What you are asked to do:
Pick out every row below that contains the word "Place" and copy each one in full.

-- Given data start --

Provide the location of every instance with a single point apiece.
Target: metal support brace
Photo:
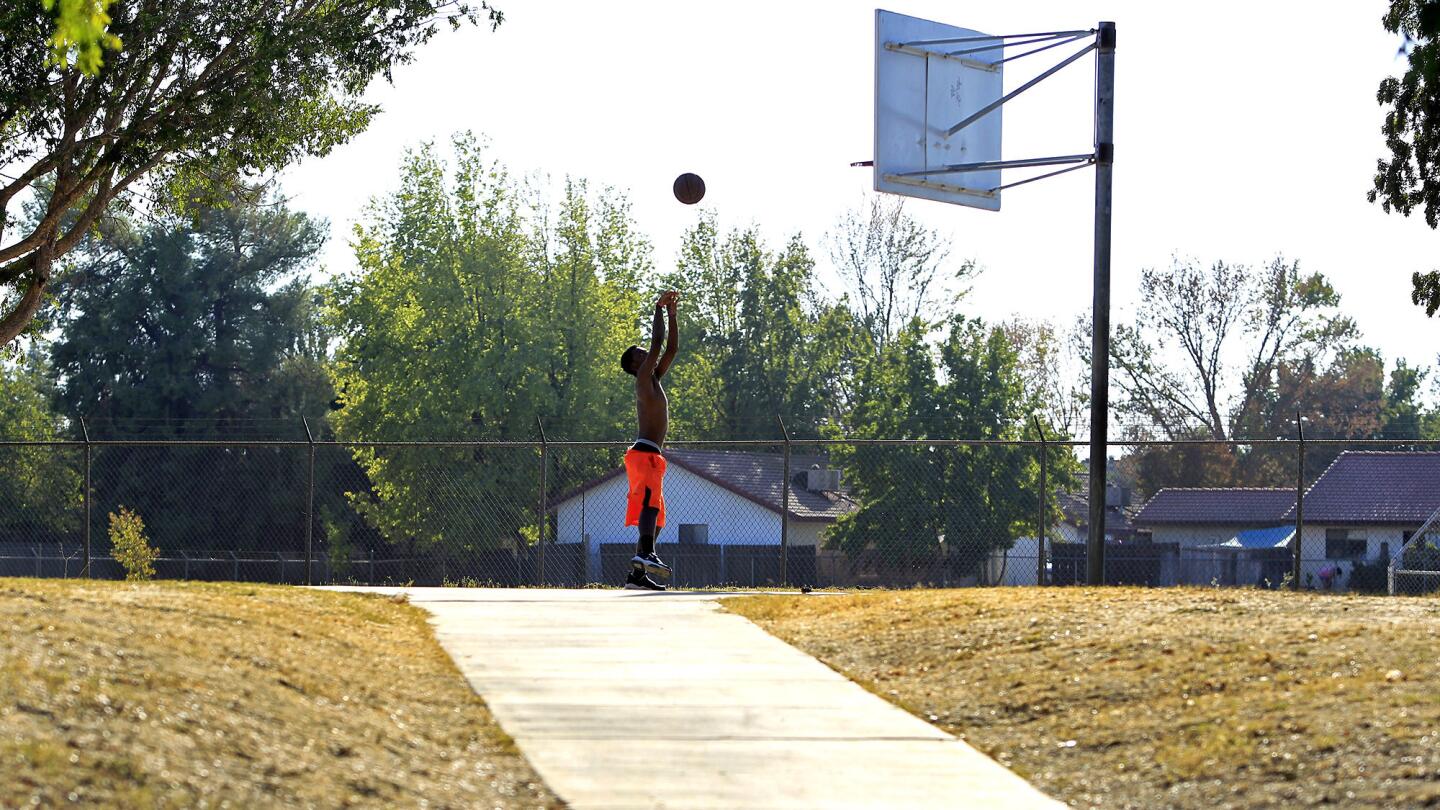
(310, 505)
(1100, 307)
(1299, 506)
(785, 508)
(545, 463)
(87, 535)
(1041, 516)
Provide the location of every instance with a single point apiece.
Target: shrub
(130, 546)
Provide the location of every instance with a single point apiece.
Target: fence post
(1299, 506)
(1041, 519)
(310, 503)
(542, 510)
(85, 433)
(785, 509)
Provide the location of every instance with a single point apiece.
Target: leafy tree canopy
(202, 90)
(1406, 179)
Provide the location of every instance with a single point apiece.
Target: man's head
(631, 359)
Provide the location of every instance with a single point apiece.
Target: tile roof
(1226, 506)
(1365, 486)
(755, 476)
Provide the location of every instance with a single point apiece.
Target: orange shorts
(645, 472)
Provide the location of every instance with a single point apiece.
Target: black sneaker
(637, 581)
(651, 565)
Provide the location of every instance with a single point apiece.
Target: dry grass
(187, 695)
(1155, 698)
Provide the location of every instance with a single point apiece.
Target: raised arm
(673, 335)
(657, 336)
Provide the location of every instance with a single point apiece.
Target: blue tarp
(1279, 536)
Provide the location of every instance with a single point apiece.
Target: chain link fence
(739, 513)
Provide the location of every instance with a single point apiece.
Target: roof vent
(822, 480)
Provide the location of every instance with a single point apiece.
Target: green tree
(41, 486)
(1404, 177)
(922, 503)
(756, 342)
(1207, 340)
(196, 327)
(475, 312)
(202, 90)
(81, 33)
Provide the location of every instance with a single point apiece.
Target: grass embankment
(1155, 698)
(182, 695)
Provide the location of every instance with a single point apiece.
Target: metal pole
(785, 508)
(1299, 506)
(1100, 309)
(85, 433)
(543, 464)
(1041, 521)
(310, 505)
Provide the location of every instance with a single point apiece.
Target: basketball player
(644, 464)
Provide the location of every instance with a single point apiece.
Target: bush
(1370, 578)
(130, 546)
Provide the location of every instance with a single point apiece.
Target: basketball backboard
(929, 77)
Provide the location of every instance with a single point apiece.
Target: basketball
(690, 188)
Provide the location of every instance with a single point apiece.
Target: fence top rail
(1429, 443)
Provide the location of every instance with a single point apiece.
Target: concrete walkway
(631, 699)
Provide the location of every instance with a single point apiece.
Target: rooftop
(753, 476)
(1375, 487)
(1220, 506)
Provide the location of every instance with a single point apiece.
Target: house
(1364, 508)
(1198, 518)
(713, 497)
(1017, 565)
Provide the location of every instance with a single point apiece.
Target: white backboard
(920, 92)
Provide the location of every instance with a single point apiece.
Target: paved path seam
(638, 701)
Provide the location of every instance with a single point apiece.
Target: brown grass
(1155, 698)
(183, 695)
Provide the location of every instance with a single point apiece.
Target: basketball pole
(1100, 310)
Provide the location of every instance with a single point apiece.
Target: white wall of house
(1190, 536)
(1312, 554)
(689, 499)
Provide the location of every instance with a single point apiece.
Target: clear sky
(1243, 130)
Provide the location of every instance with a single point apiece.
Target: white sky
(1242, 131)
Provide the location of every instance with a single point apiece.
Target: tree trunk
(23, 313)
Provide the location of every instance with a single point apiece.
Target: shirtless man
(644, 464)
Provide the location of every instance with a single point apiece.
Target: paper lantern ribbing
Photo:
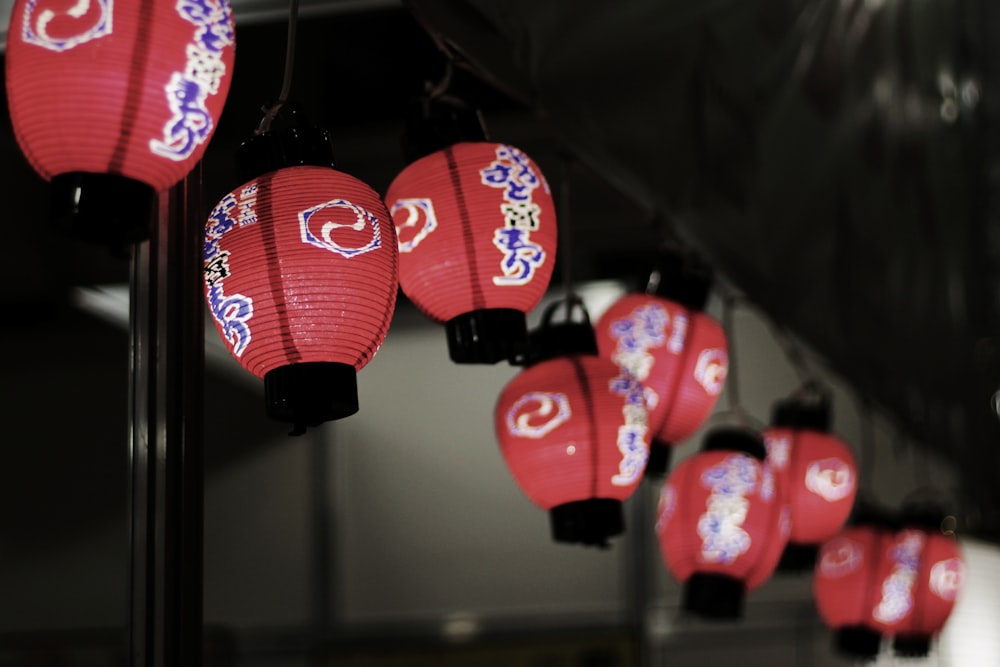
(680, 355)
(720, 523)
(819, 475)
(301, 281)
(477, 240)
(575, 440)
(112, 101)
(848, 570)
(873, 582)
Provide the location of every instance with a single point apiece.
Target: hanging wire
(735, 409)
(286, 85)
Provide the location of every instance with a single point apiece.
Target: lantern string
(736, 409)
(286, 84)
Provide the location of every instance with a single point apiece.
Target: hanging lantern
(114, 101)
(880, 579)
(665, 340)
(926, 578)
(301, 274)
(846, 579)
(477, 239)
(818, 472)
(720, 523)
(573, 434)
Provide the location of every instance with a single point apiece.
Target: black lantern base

-- Given data end --
-- Given data start --

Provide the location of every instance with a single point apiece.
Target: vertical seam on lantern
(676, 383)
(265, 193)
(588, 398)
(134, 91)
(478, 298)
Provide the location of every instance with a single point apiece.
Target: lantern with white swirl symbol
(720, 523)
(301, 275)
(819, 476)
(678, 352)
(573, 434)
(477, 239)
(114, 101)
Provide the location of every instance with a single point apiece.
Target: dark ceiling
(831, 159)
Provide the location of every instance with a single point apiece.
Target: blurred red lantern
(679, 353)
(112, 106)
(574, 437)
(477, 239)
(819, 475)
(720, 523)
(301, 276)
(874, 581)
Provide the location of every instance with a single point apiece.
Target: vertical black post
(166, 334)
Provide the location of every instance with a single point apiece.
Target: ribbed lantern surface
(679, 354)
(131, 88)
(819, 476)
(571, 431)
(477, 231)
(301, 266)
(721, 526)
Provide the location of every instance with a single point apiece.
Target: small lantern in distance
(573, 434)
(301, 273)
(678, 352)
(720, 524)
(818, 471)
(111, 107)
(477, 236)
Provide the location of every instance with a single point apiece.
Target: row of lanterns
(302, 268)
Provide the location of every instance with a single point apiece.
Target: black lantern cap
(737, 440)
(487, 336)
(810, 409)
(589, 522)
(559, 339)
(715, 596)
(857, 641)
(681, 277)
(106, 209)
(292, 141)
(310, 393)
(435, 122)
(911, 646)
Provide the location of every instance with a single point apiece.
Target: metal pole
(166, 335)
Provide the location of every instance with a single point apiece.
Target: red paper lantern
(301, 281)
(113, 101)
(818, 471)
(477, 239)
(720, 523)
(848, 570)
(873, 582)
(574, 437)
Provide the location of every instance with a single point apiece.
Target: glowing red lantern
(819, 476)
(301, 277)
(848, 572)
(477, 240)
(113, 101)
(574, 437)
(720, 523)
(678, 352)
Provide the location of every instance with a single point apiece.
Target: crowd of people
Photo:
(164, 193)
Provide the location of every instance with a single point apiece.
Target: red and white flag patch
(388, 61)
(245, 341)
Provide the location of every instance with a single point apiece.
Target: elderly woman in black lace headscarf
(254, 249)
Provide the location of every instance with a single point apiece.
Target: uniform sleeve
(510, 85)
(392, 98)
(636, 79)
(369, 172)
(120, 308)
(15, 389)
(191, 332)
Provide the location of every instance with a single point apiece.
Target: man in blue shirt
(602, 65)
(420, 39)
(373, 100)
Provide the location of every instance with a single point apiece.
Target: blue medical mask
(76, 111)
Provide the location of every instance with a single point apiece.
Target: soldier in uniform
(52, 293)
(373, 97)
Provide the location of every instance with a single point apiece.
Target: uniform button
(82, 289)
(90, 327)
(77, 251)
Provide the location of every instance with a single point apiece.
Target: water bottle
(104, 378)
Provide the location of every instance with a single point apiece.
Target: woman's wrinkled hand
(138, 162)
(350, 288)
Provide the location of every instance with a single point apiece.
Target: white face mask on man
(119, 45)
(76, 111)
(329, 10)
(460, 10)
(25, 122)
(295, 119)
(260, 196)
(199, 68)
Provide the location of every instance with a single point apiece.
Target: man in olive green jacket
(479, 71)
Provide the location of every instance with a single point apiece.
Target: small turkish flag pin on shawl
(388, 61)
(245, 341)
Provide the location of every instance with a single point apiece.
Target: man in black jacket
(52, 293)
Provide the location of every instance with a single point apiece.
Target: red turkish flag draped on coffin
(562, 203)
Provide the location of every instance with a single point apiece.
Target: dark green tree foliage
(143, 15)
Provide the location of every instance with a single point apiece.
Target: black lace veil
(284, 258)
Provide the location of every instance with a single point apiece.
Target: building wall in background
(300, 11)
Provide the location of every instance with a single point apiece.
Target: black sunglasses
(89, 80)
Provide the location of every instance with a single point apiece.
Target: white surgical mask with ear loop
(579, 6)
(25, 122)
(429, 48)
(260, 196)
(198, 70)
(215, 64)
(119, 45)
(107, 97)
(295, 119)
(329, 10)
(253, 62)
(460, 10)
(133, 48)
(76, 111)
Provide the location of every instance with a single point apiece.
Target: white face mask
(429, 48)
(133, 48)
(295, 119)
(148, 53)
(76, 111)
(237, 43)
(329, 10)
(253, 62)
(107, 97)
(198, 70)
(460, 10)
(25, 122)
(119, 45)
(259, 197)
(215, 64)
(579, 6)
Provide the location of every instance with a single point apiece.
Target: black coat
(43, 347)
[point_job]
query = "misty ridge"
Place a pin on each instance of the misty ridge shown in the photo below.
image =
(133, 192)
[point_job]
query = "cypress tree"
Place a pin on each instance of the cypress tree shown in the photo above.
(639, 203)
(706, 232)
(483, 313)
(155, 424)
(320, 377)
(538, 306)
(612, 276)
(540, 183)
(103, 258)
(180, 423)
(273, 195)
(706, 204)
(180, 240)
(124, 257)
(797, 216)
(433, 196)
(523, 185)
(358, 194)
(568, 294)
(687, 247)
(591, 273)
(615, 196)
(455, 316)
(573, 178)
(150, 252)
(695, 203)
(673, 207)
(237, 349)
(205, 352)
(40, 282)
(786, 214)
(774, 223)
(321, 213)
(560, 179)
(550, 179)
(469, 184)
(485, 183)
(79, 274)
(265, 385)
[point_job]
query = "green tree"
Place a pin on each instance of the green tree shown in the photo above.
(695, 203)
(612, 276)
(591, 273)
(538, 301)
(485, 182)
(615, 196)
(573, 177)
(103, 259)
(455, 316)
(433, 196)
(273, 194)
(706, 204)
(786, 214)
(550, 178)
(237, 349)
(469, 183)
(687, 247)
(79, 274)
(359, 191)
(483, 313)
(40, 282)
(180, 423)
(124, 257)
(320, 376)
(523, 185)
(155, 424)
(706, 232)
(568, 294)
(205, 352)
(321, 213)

-- Given data end --

Final answer:
Place a pin on each instance of the misty ridge shown in the photo below.
Place a pin on each instance of the cypress tree shown in the photo above.
Place a pin on each instance of the green tree shown in the photo above.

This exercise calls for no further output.